(Data entries)

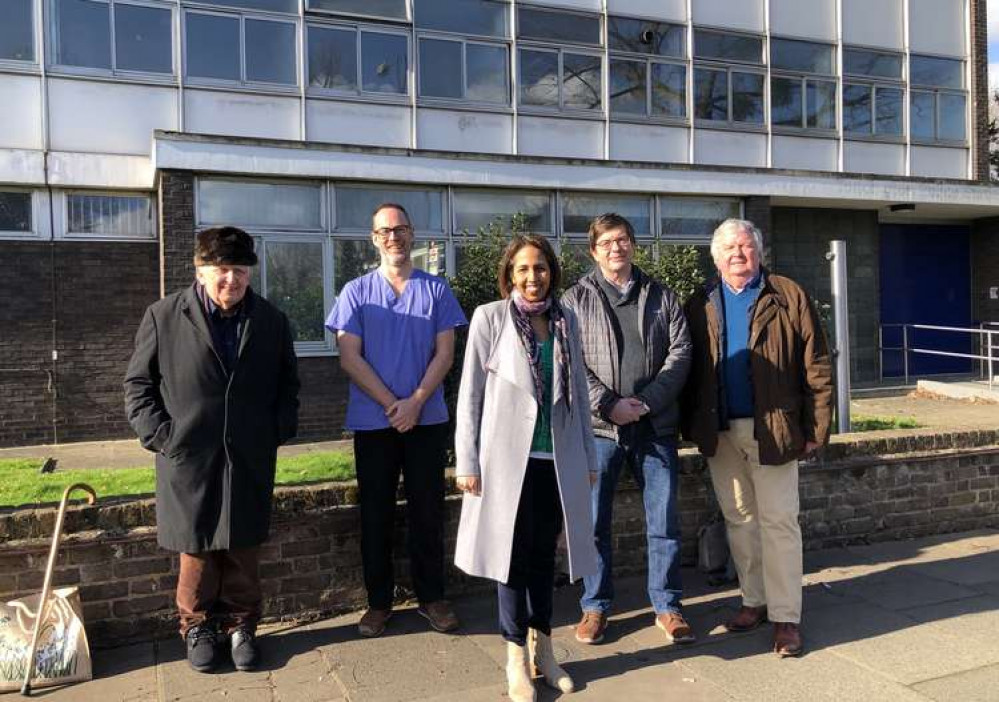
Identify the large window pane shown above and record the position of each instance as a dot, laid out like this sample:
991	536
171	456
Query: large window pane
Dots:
463	16
295	285
539	78
888	111
856	109
953	110
549	25
628	87
802	56
260	205
487	73
213	46
355	204
710	94
270	52
15	212
645	36
786	102
821	105
730	47
475	209
860	62
689	219
17	41
333	58
84	34
383	63
392	9
440	68
939	72
922	120
579	209
581	82
669	90
142	38
747	97
111	215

(Exercise details)
All the material shown above is to be copied exactly, with no pictures carried over.

(Answer to this exercise)
Identify the large window pane shown above and record the position of each instance as a dot, laid out like this sample:
991	536
171	456
Query: large window pane
Dots:
463	16
295	285
539	78
888	111
856	109
953	110
549	25
628	87
802	56
260	205
487	73
213	46
355	204
710	94
270	52
15	212
645	36
786	102
821	105
730	47
475	209
860	62
689	219
17	41
333	58
84	34
383	63
392	9
440	68
939	72
922	120
579	209
581	82
669	90
142	38
747	97
111	215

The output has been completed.